[Saved entries]
= = = = = = =

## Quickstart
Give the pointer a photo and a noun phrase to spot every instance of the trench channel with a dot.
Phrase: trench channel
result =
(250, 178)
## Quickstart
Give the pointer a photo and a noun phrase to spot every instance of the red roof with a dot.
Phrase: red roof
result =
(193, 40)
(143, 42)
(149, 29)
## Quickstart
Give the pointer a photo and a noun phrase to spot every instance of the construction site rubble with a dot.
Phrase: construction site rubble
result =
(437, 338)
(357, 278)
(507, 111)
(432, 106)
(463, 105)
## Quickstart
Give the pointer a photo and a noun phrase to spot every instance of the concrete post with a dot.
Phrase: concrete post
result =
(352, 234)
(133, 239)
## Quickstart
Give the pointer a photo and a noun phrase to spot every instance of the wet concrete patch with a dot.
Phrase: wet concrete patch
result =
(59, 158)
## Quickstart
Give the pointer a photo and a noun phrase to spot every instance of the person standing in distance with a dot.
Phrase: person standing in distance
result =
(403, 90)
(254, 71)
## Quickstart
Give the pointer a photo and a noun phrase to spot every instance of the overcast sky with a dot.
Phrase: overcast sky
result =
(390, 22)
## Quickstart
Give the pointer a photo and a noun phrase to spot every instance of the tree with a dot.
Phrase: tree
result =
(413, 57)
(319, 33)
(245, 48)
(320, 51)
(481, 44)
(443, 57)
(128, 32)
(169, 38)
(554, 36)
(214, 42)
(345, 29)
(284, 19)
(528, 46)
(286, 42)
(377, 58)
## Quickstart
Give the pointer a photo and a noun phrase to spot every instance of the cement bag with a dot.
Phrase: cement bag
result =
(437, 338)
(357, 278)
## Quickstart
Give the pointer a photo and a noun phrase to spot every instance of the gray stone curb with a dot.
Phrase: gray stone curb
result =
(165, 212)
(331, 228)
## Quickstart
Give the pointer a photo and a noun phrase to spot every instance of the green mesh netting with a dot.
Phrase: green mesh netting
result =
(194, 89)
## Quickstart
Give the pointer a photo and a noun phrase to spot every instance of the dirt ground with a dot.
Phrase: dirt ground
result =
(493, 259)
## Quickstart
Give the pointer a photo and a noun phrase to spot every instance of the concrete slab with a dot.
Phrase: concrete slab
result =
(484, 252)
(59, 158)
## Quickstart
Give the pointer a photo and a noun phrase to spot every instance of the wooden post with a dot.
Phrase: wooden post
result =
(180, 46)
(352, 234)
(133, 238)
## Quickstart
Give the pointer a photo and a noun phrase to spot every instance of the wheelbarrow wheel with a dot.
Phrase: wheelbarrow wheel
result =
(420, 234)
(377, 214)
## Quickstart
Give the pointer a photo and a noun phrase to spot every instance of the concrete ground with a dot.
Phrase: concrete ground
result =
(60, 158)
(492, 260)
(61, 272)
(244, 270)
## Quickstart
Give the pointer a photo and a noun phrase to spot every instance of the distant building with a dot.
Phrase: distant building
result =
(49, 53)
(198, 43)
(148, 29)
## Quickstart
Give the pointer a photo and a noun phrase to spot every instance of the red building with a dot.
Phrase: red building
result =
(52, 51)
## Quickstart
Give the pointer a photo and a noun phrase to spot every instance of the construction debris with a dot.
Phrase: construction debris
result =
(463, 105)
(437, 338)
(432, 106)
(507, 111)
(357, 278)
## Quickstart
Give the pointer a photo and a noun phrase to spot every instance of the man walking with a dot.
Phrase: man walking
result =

= = = = = = =

### WHAT TO PRODUCE
Gather and copy every line of the data in which the string "patch" is found.

### EXERCISE SOLUTION
Give the pointer a photo and a noun phrase to spot every instance of the wet concrete patch with a dot.
Phrase: wet concrete patch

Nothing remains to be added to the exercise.